Stated task: Display every line from the records below that contains the string "building", copying each line in full; matches must agree in case.
::: Records to use :::
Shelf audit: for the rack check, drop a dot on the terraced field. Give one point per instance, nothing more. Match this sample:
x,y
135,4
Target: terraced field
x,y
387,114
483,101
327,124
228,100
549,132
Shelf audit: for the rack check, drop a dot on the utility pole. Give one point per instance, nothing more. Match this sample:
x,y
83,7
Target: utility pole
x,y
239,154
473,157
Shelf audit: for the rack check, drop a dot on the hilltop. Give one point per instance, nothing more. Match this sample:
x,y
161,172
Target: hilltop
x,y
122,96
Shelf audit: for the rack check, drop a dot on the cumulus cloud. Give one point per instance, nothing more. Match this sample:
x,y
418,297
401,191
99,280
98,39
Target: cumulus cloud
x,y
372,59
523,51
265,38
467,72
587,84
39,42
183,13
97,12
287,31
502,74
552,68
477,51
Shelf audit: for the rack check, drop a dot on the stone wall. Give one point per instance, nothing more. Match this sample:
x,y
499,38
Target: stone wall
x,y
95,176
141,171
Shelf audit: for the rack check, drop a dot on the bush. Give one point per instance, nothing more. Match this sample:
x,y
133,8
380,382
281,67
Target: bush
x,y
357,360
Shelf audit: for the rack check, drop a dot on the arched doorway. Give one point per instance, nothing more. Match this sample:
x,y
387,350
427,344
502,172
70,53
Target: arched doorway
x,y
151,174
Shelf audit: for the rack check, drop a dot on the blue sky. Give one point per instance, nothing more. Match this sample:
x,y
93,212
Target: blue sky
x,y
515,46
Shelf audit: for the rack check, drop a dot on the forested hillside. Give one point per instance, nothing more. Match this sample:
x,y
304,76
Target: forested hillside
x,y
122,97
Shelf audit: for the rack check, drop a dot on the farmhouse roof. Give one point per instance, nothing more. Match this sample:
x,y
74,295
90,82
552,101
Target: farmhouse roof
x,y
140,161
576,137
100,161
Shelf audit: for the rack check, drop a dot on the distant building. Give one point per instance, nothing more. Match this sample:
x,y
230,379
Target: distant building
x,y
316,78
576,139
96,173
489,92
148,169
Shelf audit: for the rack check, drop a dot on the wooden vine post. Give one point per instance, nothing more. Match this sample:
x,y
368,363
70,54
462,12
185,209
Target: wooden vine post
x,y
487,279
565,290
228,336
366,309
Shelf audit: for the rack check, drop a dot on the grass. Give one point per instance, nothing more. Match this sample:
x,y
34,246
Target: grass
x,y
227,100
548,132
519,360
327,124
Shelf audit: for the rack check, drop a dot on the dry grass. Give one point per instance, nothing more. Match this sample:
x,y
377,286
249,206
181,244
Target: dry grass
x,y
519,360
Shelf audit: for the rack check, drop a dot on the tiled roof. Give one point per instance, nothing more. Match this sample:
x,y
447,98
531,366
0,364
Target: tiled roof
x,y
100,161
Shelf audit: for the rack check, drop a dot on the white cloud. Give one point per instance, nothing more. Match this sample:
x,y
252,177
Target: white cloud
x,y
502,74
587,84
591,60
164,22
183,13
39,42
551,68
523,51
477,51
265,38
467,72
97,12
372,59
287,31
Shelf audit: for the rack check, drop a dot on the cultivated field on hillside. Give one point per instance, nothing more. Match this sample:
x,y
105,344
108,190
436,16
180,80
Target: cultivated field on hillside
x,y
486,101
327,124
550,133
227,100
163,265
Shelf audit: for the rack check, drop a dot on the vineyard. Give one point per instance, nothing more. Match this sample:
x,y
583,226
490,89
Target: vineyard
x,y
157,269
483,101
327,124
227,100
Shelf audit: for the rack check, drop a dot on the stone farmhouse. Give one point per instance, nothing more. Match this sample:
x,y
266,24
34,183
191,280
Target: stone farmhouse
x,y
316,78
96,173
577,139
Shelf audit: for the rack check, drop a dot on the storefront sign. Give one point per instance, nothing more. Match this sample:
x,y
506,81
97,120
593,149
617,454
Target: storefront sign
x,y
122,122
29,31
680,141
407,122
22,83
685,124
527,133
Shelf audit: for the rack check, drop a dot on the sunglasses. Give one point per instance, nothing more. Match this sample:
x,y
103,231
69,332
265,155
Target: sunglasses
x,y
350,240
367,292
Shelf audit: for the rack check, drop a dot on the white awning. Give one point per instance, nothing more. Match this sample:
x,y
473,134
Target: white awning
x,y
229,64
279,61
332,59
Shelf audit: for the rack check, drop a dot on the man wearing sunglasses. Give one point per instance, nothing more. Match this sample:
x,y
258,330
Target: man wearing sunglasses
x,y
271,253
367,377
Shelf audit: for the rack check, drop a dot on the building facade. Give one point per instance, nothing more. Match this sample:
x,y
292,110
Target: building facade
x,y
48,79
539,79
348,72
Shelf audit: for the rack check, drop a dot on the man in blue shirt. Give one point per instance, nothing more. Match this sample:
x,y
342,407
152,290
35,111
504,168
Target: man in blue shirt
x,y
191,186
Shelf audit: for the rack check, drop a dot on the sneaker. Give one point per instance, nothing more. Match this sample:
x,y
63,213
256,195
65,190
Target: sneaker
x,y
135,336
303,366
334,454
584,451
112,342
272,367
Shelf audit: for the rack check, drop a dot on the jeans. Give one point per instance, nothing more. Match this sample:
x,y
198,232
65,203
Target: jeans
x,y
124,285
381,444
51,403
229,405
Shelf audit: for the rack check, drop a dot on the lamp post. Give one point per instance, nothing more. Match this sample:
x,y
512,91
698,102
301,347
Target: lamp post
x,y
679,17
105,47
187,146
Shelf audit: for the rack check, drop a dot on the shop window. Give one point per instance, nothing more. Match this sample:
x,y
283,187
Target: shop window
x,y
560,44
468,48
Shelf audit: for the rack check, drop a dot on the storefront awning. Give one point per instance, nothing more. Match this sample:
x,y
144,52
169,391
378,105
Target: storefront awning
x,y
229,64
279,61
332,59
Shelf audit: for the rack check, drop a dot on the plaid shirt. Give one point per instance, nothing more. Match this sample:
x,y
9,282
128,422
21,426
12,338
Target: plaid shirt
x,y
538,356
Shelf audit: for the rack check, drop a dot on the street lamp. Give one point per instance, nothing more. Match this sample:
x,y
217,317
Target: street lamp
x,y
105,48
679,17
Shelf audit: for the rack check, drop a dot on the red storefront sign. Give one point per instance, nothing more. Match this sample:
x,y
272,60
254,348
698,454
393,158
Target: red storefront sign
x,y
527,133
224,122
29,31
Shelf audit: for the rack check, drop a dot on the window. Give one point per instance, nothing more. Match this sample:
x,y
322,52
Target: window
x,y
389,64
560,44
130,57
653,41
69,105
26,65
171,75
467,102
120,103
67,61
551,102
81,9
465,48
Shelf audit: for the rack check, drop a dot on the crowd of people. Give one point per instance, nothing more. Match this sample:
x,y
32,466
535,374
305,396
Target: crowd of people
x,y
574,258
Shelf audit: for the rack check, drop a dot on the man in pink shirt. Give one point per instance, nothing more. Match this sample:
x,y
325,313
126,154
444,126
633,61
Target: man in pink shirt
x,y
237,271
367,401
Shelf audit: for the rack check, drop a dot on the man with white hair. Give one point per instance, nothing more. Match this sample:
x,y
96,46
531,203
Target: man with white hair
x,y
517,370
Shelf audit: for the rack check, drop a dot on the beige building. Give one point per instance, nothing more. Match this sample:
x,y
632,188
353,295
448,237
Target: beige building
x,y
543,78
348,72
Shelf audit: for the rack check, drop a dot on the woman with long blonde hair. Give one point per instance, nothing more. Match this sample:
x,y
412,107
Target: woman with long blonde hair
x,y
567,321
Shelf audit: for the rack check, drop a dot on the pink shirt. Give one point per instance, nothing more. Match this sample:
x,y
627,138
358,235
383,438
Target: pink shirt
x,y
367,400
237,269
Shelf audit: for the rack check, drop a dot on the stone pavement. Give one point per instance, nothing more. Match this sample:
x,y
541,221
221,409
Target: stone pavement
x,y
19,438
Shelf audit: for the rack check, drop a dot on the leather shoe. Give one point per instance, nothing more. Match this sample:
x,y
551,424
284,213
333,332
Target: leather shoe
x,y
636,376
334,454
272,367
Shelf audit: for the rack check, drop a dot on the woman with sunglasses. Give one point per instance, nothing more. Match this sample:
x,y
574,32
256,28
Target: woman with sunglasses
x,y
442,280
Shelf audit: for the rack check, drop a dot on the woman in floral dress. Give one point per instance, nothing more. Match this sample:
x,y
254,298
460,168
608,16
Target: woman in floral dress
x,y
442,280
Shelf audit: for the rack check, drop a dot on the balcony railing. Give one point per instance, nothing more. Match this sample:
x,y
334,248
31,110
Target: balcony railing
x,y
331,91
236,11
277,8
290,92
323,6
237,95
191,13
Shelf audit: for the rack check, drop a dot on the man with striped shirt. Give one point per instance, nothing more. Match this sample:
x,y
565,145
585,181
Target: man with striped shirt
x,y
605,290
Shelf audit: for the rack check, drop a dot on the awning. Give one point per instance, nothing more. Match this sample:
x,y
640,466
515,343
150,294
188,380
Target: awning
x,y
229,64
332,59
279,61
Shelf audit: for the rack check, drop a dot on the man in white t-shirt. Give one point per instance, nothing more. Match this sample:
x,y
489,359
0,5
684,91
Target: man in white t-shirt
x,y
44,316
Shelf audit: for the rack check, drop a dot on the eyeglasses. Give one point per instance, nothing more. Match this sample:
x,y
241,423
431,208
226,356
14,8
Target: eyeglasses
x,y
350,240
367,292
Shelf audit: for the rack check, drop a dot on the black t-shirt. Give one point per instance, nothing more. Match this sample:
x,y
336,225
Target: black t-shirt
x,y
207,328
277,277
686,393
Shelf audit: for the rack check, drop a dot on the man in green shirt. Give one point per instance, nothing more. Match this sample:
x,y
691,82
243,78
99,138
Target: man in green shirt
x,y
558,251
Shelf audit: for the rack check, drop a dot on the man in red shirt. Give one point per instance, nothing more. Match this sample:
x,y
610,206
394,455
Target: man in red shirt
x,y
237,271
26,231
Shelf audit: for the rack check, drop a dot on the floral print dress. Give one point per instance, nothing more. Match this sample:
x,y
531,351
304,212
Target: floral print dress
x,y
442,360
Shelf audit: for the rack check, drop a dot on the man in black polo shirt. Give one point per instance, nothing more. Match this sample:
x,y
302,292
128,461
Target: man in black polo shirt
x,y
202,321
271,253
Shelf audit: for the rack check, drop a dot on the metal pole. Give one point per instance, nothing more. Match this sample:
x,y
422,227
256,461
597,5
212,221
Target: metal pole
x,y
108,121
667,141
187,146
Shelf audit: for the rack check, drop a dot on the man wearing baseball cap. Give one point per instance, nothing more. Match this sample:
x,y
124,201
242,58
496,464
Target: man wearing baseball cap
:::
::: Records to use :::
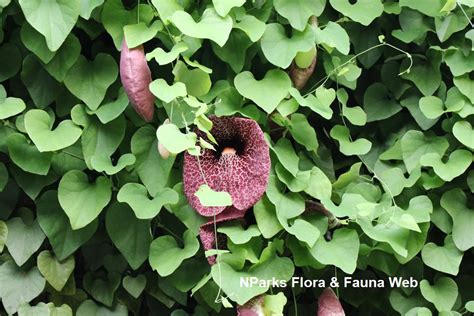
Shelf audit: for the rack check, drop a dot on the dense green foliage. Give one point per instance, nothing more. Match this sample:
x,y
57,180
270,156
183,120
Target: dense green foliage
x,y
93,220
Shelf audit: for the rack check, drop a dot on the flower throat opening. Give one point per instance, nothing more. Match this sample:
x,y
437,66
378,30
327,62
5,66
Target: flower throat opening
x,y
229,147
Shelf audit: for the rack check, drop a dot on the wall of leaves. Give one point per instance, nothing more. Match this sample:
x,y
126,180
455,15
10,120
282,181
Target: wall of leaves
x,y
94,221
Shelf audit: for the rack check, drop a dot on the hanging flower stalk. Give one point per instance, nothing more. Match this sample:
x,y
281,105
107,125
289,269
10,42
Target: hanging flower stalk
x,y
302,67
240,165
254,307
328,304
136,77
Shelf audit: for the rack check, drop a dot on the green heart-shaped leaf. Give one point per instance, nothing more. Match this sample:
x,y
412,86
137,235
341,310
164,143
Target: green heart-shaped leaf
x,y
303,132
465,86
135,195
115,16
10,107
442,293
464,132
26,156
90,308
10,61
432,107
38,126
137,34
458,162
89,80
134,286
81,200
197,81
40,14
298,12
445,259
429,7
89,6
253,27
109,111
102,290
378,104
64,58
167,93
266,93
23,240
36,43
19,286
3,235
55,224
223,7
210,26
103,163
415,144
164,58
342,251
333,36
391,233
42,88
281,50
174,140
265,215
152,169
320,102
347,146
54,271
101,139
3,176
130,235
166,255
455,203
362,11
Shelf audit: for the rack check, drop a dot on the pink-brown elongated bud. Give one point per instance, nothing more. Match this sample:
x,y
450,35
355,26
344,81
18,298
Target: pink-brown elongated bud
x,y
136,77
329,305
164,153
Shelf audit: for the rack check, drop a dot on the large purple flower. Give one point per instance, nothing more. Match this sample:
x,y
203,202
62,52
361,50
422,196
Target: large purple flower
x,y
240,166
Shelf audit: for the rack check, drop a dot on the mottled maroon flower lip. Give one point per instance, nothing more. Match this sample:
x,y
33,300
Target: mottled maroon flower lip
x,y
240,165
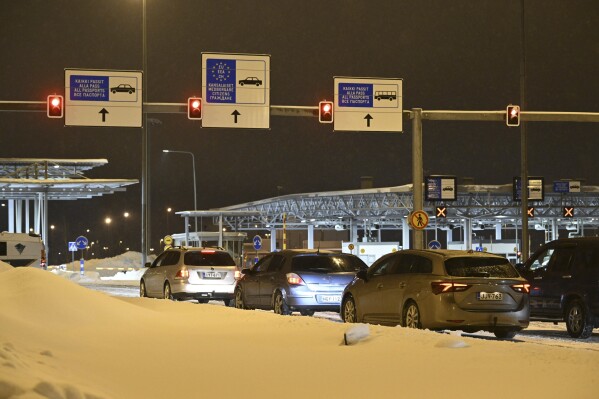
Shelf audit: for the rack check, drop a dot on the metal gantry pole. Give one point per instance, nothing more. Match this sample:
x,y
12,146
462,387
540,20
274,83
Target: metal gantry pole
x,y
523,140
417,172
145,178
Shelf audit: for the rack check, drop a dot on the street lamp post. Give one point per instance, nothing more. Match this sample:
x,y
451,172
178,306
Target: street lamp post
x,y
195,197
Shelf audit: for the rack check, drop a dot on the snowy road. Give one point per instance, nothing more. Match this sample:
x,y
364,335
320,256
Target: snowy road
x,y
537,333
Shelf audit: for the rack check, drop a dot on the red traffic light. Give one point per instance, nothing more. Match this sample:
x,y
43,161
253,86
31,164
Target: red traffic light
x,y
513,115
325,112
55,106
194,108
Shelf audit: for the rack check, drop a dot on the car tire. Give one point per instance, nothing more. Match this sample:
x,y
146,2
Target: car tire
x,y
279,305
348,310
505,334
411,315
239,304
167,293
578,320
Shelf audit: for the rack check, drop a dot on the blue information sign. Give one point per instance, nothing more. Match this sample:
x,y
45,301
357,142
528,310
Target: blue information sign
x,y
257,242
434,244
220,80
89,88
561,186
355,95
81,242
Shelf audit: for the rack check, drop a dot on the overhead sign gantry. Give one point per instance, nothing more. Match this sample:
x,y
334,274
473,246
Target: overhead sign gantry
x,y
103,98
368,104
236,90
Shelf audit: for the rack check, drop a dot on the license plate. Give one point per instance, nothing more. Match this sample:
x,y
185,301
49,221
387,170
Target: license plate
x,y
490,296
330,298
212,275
:::
Task result:
Shelf audit: for the rack check, drop a dot on the distant building. Give one point per instance, nothing more. Match this sample:
Target: distant building
Shelf audit: for the rack check, drop a dot on the building facade. Give one point per instance, nothing more. Match this sample:
Target: building facade
Shelf audit: for the rack check, drop a dot on the beige building. Give one point per instance, nothing more. Match this sample:
Target: beige building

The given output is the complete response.